━━━ Records provided ━━━

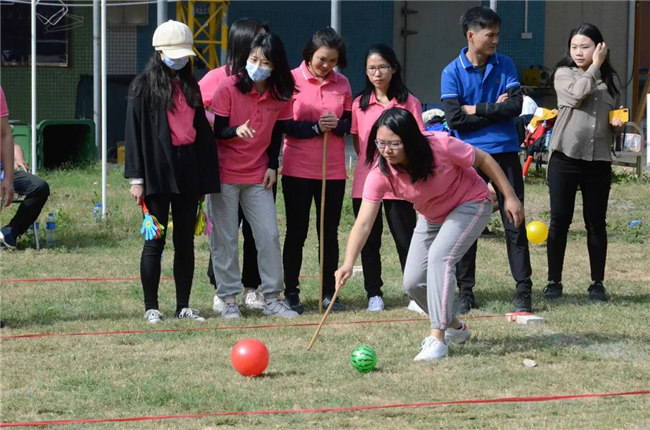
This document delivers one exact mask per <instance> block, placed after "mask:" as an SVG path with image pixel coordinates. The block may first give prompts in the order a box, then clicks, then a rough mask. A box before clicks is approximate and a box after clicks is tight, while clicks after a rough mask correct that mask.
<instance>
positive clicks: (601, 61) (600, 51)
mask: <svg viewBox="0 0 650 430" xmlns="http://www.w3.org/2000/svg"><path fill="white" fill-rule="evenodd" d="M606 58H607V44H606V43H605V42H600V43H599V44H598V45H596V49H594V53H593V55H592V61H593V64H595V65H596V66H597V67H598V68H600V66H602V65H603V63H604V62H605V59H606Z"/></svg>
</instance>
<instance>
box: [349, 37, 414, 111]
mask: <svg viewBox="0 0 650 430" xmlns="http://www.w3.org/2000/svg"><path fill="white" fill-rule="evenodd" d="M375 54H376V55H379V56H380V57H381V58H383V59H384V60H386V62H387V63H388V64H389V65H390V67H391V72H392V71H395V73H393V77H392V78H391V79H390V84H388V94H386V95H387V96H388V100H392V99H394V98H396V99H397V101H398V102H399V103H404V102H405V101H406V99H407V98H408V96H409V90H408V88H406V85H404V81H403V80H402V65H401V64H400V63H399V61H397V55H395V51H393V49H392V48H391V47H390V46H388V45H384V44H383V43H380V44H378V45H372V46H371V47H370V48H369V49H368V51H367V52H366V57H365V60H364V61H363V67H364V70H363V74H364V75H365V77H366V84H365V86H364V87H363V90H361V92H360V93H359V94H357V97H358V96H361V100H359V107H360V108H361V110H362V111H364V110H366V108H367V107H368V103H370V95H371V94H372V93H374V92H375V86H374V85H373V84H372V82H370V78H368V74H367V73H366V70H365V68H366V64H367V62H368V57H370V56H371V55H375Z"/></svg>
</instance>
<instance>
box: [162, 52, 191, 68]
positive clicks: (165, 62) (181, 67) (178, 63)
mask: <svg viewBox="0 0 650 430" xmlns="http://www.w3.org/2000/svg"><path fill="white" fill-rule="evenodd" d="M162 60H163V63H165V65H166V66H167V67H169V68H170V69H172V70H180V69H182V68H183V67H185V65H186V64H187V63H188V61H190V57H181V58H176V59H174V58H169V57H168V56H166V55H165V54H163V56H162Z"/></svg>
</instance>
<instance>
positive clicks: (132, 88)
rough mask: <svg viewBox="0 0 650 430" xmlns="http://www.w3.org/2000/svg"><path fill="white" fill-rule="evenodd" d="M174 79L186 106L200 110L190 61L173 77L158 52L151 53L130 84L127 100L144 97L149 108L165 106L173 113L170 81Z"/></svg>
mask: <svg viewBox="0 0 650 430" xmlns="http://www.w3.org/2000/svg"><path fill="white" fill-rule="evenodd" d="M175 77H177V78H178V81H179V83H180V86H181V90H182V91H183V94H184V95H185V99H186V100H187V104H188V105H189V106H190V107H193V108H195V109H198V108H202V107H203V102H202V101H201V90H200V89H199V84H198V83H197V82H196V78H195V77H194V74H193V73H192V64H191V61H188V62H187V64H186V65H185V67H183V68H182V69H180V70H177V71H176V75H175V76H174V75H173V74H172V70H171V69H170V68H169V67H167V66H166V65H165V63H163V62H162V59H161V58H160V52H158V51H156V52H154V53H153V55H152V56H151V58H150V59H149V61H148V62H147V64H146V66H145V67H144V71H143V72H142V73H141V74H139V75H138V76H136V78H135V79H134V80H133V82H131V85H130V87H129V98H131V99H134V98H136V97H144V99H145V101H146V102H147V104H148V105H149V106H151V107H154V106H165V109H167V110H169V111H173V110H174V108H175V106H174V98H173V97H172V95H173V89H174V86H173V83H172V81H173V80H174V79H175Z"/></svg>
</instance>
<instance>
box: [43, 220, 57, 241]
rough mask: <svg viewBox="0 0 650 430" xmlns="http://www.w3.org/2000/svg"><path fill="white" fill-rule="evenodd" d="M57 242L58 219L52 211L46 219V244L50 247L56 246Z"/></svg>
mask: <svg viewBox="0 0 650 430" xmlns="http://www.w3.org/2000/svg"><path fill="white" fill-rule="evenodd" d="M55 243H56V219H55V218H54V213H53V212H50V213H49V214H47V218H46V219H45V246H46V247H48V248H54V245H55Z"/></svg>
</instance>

━━━

Copy exactly, and only, the lines from the first entry through the line holding "box: [162, 52, 191, 68]", both ends included, leaving out every picture.

This document delivers one exact mask per <instance> block, placed after "mask:" as an SVG path with image pixel coordinates. The block may first give prompts in the order a box, then clicks, then a rough mask. A box before clicks is approximate and a box after clicks is tight, while clicks after a rough mask correct that mask.
<instance>
positive clicks: (601, 61) (600, 51)
mask: <svg viewBox="0 0 650 430" xmlns="http://www.w3.org/2000/svg"><path fill="white" fill-rule="evenodd" d="M606 58H607V44H606V43H605V42H600V43H599V44H598V45H596V49H594V53H593V55H592V61H593V64H595V65H596V66H597V67H598V68H600V66H602V65H603V63H604V62H605V59H606Z"/></svg>
</instance>
<instance>
box: [349, 37, 414, 111]
mask: <svg viewBox="0 0 650 430" xmlns="http://www.w3.org/2000/svg"><path fill="white" fill-rule="evenodd" d="M375 54H376V55H379V56H380V57H381V58H383V59H384V60H386V62H387V63H388V64H389V65H390V67H391V72H392V71H395V73H393V77H392V78H391V79H390V84H388V94H386V95H387V96H388V100H392V99H394V98H396V99H397V101H398V102H399V103H404V102H405V101H406V99H407V98H408V96H409V90H408V88H406V85H404V81H403V80H402V65H401V64H400V63H399V61H397V55H395V51H393V49H392V48H391V47H390V46H388V45H384V44H383V43H380V44H378V45H372V46H371V47H370V48H369V49H368V51H367V52H366V57H365V60H364V61H363V67H364V70H363V74H364V75H365V77H366V84H365V86H364V87H363V90H361V92H360V93H359V94H357V97H358V96H361V100H359V107H360V108H361V110H362V111H364V110H366V108H367V107H368V103H370V95H371V94H372V93H374V92H375V86H374V85H373V84H372V82H370V78H368V74H367V73H366V70H365V68H366V64H367V62H368V57H370V56H371V55H375Z"/></svg>
</instance>
<instance>
box: [162, 52, 191, 68]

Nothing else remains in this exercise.